[Available data — start]

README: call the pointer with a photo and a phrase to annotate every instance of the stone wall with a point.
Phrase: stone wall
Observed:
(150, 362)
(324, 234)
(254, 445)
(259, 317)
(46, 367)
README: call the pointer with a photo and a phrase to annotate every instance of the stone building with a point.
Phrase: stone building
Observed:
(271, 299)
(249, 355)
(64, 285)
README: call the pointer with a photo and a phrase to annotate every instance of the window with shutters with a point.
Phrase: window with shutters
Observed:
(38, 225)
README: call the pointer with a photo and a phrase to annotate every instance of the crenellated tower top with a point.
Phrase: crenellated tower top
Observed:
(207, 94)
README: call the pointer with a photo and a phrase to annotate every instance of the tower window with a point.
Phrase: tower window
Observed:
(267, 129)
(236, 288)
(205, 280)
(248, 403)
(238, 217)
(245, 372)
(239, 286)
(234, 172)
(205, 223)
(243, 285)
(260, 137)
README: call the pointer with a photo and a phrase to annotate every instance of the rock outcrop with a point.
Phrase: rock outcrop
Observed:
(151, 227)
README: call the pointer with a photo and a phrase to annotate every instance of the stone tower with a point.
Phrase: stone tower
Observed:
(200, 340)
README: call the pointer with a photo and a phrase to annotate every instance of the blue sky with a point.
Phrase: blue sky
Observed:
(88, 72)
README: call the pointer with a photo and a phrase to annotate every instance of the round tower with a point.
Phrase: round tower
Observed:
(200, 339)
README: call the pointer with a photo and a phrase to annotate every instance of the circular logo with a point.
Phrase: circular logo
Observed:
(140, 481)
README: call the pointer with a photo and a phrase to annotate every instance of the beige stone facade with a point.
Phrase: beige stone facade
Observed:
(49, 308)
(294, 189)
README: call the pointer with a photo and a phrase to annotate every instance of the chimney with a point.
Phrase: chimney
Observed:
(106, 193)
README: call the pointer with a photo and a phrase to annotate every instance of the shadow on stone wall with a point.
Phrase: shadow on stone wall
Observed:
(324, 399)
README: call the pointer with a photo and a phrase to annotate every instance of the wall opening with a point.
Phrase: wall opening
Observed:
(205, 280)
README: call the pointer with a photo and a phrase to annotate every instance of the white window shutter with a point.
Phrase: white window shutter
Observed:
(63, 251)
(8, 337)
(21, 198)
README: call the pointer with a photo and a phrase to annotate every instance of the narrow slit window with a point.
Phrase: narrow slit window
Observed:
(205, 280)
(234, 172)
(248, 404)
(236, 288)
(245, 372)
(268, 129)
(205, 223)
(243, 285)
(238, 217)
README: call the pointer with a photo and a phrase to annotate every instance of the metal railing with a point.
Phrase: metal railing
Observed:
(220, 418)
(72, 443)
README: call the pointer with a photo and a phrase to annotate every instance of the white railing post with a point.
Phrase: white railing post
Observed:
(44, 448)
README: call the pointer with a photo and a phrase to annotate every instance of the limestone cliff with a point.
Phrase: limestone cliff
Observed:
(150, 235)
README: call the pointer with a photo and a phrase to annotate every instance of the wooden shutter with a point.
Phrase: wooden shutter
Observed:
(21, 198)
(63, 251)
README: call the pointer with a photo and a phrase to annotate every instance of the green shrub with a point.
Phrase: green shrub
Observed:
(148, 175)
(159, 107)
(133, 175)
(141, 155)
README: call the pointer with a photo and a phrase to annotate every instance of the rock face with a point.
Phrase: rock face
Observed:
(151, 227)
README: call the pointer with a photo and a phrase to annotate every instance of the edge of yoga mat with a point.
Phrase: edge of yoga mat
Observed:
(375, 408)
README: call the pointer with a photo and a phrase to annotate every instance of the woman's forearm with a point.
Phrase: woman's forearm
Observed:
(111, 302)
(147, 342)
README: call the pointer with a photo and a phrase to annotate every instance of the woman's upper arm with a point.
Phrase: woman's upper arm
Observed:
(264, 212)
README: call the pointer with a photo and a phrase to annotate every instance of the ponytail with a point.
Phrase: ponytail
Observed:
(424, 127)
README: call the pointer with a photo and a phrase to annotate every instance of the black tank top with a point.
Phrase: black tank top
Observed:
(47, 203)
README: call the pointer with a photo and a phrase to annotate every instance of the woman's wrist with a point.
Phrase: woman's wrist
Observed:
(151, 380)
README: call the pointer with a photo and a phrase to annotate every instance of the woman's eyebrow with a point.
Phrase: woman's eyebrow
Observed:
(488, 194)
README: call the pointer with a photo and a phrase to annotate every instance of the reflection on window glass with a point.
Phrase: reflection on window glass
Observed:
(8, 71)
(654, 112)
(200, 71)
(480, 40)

[Available data — finish]

- _Task objective_
What is needed is a word-for-word copy of the records above, from the first line through the line that contains "Phrase: stone building".

- _Expected output_
README: call the pointer with a photo and a phrase to annotate every instance of the stone wall with a point.
Phrase: stone wall
Observed:
(150, 362)
(324, 234)
(254, 445)
(259, 317)
(46, 367)
README: call the pointer with a photo and a phrase to annotate every instance of the stone building with a point.
Phrase: stone building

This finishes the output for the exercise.